(Coordinate annotation entries)
════════════════

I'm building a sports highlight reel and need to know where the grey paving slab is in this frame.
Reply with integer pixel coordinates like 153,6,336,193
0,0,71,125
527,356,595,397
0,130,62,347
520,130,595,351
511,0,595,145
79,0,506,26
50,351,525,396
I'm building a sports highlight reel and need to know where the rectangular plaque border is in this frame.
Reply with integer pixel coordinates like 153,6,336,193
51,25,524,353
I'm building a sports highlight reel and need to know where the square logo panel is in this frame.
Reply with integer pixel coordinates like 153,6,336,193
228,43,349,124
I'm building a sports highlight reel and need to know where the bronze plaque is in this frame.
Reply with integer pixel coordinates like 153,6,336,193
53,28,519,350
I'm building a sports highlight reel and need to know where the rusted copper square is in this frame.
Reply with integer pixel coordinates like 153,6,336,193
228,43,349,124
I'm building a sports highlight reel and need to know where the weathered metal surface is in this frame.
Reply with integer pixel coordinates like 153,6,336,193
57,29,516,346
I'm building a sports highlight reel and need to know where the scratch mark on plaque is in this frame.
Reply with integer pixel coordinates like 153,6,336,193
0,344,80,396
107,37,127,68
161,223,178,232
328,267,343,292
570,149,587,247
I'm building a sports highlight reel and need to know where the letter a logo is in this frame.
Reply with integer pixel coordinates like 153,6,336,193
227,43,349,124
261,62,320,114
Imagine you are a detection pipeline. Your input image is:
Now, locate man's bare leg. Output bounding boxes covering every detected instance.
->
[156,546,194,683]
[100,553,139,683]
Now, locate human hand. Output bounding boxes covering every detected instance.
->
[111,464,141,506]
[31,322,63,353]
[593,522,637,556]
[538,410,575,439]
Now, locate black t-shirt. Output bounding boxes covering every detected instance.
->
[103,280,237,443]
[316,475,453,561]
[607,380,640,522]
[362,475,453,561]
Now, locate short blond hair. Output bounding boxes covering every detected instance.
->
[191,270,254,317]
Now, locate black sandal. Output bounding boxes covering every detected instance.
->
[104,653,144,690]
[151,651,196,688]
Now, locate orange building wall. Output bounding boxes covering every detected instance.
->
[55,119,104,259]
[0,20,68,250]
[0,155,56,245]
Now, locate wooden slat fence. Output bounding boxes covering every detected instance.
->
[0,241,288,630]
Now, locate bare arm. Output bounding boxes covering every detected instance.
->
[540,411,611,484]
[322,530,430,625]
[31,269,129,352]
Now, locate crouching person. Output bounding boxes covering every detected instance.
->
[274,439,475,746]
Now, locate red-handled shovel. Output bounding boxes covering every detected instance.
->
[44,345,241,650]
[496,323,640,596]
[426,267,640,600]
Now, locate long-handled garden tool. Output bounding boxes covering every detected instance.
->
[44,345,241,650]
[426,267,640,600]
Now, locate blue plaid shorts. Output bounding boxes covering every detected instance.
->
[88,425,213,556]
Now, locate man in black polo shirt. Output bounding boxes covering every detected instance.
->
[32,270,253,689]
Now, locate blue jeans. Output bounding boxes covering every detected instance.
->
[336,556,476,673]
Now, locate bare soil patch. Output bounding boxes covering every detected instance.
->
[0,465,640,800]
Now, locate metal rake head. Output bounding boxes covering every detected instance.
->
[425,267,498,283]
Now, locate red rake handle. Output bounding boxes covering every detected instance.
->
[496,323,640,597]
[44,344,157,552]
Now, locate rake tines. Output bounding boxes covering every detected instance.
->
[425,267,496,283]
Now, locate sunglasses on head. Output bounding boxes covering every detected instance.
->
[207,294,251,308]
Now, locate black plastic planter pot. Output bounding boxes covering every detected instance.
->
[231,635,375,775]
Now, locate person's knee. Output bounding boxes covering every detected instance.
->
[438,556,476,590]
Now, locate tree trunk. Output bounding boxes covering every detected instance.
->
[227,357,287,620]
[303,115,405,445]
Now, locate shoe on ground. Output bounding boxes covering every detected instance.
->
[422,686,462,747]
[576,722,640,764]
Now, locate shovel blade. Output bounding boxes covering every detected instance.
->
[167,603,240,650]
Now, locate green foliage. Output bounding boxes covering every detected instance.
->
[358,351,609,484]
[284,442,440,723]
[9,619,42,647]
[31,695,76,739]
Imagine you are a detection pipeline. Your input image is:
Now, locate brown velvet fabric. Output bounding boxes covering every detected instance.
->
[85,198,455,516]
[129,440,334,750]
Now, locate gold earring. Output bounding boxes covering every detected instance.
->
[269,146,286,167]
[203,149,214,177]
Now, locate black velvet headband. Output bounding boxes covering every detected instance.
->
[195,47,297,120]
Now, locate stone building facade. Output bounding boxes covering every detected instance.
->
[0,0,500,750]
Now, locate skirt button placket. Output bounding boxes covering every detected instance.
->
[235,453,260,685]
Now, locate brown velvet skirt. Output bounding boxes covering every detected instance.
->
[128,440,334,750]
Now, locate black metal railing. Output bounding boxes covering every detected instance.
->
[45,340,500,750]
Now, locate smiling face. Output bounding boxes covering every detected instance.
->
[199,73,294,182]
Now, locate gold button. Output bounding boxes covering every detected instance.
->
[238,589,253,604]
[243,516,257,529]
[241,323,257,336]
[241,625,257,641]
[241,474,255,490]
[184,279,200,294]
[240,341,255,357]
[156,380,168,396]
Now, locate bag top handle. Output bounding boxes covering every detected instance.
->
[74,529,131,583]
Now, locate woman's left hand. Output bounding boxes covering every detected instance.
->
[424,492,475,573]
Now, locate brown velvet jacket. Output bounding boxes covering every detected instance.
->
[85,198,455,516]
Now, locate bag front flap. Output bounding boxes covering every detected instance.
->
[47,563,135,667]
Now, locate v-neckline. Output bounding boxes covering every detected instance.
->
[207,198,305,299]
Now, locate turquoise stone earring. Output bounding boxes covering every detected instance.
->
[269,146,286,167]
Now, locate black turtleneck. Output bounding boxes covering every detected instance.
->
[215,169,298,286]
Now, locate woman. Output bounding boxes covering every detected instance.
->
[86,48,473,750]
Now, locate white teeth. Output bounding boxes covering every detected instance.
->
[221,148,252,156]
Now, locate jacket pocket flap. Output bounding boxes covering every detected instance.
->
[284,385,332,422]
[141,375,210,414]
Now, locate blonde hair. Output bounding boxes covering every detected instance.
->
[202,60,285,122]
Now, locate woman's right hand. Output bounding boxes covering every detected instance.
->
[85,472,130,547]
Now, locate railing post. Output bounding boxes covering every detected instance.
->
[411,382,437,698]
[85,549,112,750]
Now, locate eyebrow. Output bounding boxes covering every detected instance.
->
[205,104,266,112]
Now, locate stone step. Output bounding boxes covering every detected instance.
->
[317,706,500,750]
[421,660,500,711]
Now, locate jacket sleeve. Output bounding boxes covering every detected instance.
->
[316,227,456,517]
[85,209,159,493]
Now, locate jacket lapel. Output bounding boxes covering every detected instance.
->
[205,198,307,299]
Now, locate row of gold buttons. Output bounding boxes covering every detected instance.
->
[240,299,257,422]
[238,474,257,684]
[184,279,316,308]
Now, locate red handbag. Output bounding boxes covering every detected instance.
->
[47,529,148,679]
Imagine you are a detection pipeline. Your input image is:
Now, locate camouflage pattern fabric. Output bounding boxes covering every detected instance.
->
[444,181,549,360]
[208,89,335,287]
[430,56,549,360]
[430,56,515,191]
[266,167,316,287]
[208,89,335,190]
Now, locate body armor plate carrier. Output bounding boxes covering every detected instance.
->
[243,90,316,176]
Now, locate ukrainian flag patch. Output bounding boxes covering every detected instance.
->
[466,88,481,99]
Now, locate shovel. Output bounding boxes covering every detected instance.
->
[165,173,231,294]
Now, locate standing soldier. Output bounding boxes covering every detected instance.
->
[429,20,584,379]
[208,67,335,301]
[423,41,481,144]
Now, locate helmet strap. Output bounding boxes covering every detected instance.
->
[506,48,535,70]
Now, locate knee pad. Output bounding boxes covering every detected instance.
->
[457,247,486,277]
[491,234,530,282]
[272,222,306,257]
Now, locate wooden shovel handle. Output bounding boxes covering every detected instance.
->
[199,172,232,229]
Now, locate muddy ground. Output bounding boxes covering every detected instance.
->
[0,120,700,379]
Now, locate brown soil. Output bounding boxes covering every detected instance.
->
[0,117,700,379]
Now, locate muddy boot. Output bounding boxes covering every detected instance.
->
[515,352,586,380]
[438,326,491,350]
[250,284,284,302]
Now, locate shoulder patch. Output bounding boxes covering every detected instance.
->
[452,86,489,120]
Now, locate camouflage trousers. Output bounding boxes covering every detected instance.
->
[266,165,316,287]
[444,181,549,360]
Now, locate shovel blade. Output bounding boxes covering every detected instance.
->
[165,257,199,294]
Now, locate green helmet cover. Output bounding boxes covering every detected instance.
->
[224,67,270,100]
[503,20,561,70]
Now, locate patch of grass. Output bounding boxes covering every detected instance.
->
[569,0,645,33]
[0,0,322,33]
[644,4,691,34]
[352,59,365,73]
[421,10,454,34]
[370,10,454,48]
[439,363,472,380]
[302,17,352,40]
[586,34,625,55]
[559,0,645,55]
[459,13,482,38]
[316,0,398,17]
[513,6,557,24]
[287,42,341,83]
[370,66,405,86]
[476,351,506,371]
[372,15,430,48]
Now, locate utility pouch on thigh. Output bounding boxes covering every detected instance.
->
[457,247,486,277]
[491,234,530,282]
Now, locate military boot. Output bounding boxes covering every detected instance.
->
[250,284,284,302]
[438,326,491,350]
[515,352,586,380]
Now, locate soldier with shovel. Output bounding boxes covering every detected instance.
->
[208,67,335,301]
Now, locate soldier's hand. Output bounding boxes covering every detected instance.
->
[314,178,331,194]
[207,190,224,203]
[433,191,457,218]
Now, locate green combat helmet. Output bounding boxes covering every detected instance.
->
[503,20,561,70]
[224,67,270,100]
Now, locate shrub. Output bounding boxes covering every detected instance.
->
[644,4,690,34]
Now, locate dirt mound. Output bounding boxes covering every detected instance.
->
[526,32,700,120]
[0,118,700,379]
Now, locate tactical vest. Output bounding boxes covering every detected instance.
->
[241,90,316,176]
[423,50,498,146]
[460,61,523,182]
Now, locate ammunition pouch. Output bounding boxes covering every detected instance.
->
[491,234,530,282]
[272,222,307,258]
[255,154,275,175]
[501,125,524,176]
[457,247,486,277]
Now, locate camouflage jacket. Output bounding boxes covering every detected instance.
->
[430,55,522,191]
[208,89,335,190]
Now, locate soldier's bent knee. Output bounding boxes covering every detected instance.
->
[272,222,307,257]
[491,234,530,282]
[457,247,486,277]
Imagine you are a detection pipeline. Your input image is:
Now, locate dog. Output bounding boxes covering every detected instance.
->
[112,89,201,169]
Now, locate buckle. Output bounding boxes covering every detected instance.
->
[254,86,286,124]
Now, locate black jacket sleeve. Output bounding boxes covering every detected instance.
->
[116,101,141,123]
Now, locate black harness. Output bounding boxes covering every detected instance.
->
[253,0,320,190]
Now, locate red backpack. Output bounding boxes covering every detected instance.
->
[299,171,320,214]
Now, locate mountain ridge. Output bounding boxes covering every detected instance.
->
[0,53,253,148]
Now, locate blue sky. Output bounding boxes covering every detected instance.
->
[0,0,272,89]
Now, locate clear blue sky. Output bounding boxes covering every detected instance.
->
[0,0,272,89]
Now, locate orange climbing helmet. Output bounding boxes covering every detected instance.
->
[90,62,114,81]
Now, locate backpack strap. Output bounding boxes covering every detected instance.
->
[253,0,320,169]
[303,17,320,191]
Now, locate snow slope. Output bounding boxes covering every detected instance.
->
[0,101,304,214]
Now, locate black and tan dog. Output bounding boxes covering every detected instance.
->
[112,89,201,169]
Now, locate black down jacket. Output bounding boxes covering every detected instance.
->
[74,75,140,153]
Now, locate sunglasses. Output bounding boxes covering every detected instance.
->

════════════════

**YOUR OBJECTIVE:** Arrange the data from the line containing "logo is in this frame." up to and including the line containing "[31,269,129,352]" as a Markdown table with the columns Row and Line, with a row number in Row and the line in Line. Leave out blank lines.

**OUTPUT FOR THIS EXERCISE:**
| Row | Line |
|---|---|
| 1 | I'm building a sports highlight reel and need to know where the letter a logo is in this frame. |
| 2 | Reply with integer pixel coordinates like 153,6,336,193 |
| 3 | 227,43,349,124 |
| 4 | 261,62,320,114 |
| 5 | Imagine you are a detection pipeline. Your input image is: |
| 6 | Now, locate man's bare leg. Output bounding boxes covering every detected instance. |
| 7 | -> |
| 8 | [156,546,194,683] |
| 9 | [100,553,139,683] |
| 10 | Now, locate human hand. Output bounding boxes covering every detected instance. |
| 11 | -> |
| 12 | [111,464,141,506] |
| 13 | [31,322,63,353] |
| 14 | [593,522,637,556] |
| 15 | [538,410,575,439] |
| 16 | Now, locate black t-shirt. Output bounding boxes covering every detected instance. |
| 17 | -> |
| 18 | [103,280,237,443] |
| 19 | [316,475,453,561] |
| 20 | [607,380,640,522] |
| 21 | [362,475,453,561] |
| 22 | Now, locate short blond hair. Output bounding boxes covering every detected instance. |
| 23 | -> |
| 24 | [191,270,254,317] |
| 25 | Now, locate black sandal. Output bounding boxes covering every detected instance. |
| 26 | -> |
| 27 | [104,653,144,690] |
| 28 | [151,651,196,688] |
| 29 | Now, locate orange building wall. Output bounding boxes covering every detected instance. |
| 30 | -> |
| 31 | [55,119,104,259] |
| 32 | [0,20,68,250] |
| 33 | [0,155,56,245] |
| 34 | Now, locate wooden slat fence. Output bounding boxes covering every detected instance. |
| 35 | -> |
| 36 | [0,241,288,630] |
| 37 | Now, locate bare arm. Output bounding boxes covering every detected instance. |
| 38 | -> |
| 39 | [540,411,611,484] |
| 40 | [322,530,430,625] |
| 41 | [31,269,129,352] |